begin PROVIDED RECORDS

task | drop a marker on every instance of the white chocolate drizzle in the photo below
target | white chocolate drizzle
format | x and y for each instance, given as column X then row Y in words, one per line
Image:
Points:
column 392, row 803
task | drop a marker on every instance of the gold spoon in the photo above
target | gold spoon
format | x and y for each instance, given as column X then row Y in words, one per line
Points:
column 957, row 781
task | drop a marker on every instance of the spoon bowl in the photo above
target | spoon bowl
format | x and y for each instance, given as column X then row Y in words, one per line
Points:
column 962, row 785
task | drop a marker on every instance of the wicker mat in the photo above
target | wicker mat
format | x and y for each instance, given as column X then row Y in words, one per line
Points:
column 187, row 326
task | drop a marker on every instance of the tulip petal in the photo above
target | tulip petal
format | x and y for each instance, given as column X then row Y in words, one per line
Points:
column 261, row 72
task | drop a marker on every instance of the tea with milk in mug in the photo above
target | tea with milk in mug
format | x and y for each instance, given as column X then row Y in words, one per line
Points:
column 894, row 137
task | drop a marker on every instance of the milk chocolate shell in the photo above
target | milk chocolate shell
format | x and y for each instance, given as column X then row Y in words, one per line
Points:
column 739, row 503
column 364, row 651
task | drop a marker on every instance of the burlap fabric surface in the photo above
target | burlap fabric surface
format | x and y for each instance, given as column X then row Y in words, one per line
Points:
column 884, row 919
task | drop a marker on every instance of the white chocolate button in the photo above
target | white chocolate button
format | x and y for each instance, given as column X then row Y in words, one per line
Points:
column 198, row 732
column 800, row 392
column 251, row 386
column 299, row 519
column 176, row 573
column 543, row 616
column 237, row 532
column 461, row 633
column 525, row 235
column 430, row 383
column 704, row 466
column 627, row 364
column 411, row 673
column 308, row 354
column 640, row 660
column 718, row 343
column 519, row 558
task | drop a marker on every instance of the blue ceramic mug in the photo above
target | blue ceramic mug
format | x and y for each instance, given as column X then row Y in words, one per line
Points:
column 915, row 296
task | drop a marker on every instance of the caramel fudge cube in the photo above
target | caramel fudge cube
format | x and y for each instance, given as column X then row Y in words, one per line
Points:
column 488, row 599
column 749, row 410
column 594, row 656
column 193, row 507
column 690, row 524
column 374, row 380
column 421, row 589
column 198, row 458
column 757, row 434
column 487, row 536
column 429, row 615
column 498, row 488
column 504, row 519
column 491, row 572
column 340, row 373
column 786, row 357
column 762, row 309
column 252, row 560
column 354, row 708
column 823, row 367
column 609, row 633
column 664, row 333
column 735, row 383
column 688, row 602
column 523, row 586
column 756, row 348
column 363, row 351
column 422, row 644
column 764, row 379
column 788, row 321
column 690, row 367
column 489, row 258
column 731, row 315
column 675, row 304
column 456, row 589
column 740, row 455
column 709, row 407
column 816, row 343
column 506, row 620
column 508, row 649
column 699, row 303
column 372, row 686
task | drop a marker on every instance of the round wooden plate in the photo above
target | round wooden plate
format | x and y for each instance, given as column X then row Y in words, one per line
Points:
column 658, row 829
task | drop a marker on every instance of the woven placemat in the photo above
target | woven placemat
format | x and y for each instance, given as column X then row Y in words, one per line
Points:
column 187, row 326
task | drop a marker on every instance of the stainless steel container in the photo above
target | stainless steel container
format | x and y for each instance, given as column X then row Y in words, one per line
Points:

end PROVIDED RECORDS

REQUIREMENT: Write out the listing above again, substituting "place a pin on" for every "drop a marker on" and keeping everything else the same.

THE OUTPUT:
task | place a pin on every instance of the white chocolate drizzle in the photo below
target | white chocolate drizzle
format | x and y for each instance, given as column X then row Y in words, one per line
Image:
Points:
column 392, row 803
task | place a pin on every instance of the gold spoon in the photo above
target | gold spoon
format | x and y for each instance, given as column X then row Y in words, one per line
Points:
column 957, row 781
task | place a pin on every instance of the spoon bowl in the photo above
target | spoon bowl
format | x and y for each instance, given as column X then row Y in words, one per line
Points:
column 962, row 785
task | place a pin on every instance of the wicker mat in the photo above
target | wicker mat
format | x and y for each instance, given as column X then row Y in words, one per line
Points:
column 187, row 326
task | place a pin on every instance of the tulip petal in the photo above
target | tulip petal
format | x and y for each instance, given as column X then row Y in words, one per line
Points:
column 261, row 72
task | place a pin on every instance of the tea with milk in mug in the photo above
target | tea with milk in mug
format | x and y for each instance, given as column X then row Y in words, one per line
Points:
column 894, row 137
task | place a pin on every instance of the milk chocolate shell in the photo above
target | milk chocolate shell
format | x and y for each instance, given as column X then row Y in words, one per line
Points:
column 739, row 503
column 364, row 651
task | place a pin on every instance of the burlap fabric surface in the photo above
target | burlap fabric surface
format | x and y for each instance, given as column X then row Y in words, one per line
Points:
column 884, row 919
task | place a pin on every instance of the white chocolate button in the photo above
target | white chocolate button
format | x and y for each instance, given as column X then row Y in words, one per line
Points:
column 198, row 732
column 800, row 392
column 251, row 386
column 299, row 519
column 176, row 573
column 543, row 616
column 237, row 532
column 461, row 633
column 525, row 235
column 430, row 383
column 704, row 466
column 627, row 364
column 411, row 673
column 308, row 354
column 640, row 660
column 718, row 343
column 519, row 558
task | place a pin on every instance of the blue ceramic mug in the photo above
target | blue ceramic mug
format | x and y for each instance, given as column X then row Y in words, one per line
Points:
column 915, row 296
task | place a pin on every instance of the caramel fudge cube in the photo above
target | caramel fudge cube
format | x and y for each instance, given as column X then row Y in words, one per line
Points:
column 488, row 599
column 749, row 410
column 594, row 656
column 193, row 507
column 690, row 524
column 374, row 380
column 421, row 589
column 198, row 458
column 757, row 434
column 487, row 536
column 429, row 615
column 498, row 488
column 504, row 519
column 491, row 572
column 340, row 373
column 786, row 357
column 762, row 309
column 252, row 560
column 354, row 708
column 823, row 367
column 609, row 633
column 664, row 333
column 735, row 383
column 688, row 602
column 523, row 586
column 756, row 348
column 363, row 351
column 422, row 644
column 764, row 379
column 788, row 321
column 690, row 367
column 489, row 258
column 731, row 315
column 675, row 304
column 456, row 589
column 740, row 455
column 709, row 407
column 816, row 343
column 506, row 620
column 508, row 649
column 699, row 303
column 372, row 686
task | place a pin on every instance of the round wooden plate in the photo above
target | round wooden plate
format | x and y for each instance, given as column X then row Y in words, one per line
Points:
column 658, row 829
task | place a pin on every instance of the woven placemat in the photo above
target | woven placemat
format | x and y for each instance, given as column X then row Y in words, one per line
Points:
column 187, row 326
task | place a pin on every instance of the stainless steel container in the photo above
target | stainless steel container
format | x and y for each instance, given as column X then row Y in words, one per line
Points:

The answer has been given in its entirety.